START MATERIAL FOR THIS EXERCISE

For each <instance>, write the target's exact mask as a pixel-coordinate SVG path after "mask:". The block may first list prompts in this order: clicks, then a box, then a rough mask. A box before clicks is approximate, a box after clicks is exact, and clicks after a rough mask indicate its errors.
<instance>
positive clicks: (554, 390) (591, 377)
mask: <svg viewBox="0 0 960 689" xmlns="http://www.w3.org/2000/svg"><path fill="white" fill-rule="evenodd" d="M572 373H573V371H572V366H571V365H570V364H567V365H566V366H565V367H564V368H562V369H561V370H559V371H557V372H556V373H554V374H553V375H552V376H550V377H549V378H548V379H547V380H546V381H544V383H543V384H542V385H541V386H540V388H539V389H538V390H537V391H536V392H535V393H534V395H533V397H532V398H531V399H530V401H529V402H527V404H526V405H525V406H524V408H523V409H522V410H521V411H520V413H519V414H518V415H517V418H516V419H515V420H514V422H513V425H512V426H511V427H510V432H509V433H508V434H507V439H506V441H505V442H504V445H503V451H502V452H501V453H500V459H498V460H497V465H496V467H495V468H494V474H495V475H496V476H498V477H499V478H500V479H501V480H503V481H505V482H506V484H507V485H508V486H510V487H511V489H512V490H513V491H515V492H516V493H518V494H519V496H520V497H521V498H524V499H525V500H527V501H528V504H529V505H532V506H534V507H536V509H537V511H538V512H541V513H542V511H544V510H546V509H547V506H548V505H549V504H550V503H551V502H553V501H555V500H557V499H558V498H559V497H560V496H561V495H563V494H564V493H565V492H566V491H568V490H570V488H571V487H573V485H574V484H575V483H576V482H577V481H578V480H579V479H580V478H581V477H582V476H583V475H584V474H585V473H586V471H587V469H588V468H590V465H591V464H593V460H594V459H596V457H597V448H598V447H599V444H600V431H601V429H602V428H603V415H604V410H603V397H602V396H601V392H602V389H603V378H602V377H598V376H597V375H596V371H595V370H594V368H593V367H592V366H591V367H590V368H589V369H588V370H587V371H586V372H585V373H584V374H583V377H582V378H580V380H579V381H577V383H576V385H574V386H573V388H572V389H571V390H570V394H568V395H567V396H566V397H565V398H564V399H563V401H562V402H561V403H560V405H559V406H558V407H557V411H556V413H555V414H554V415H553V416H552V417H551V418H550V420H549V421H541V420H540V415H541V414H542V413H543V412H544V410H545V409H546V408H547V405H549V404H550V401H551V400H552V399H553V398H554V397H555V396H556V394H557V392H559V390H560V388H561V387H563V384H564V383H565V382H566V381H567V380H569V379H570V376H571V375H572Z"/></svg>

END MATERIAL FOR THIS EXERCISE
START MATERIAL FOR THIS EXERCISE

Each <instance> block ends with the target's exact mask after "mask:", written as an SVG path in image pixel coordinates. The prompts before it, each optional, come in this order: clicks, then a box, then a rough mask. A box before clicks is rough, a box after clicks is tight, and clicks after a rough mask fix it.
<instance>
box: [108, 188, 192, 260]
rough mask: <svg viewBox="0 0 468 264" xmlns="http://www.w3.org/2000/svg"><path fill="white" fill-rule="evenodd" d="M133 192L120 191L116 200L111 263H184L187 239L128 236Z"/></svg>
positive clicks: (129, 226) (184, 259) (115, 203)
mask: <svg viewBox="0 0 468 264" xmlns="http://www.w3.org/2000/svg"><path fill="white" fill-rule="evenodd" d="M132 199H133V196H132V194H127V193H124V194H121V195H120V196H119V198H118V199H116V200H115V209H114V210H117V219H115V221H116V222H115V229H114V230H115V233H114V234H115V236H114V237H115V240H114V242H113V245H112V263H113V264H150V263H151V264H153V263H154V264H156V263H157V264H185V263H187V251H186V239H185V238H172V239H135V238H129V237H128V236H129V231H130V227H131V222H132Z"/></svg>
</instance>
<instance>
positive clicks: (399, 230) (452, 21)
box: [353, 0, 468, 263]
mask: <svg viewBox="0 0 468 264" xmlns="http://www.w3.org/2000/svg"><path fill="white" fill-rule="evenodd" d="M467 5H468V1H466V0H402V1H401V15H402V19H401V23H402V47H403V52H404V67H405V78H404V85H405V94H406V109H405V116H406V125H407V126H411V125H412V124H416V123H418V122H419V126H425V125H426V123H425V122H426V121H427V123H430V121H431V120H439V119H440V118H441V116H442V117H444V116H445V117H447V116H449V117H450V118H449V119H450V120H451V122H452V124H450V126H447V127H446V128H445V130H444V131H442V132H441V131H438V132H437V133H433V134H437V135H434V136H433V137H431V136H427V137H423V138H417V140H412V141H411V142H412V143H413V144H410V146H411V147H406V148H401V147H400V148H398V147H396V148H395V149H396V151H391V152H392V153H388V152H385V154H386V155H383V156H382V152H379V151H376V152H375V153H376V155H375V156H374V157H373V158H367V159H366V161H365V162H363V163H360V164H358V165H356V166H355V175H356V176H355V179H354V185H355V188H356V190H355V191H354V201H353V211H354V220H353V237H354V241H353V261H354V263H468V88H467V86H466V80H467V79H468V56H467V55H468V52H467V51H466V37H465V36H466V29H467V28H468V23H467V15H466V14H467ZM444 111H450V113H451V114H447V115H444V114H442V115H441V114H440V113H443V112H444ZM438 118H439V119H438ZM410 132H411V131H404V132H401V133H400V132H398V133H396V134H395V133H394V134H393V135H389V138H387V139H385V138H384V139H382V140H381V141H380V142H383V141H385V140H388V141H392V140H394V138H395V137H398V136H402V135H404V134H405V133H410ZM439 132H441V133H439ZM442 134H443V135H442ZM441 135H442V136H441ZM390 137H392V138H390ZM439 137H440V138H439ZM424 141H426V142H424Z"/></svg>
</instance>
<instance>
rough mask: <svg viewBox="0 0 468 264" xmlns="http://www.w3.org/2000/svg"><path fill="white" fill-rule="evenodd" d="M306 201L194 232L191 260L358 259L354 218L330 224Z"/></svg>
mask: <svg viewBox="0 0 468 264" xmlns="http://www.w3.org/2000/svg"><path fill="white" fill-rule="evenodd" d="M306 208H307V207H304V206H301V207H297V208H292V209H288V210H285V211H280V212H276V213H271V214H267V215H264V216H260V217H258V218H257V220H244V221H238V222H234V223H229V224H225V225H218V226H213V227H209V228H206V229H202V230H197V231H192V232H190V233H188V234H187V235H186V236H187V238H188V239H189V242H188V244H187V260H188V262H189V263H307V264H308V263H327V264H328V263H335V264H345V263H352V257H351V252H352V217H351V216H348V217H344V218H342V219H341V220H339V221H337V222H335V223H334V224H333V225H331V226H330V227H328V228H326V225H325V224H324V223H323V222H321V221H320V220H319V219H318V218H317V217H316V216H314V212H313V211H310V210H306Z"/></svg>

END MATERIAL FOR THIS EXERCISE

Check every line above for the string "each" and copy those that have it.

For each <instance>, write the target's exact mask as a pixel-coordinate SVG path after "mask:". The block may first list prompts in this order: clicks, then a box, then a rough mask. A box before clicks is approximate, a box after clicks is exact, and clicks after a rough mask indicate its errors.
Each <instance> block ends with the target's exact mask after "mask:", written as an SVG path in image pixel coordinates. The prompts before it, each optional, come in this order: clicks, then a box, then a rough mask. A box before clicks is rough, a box after clicks is tight, and clicks after a rough mask fix it.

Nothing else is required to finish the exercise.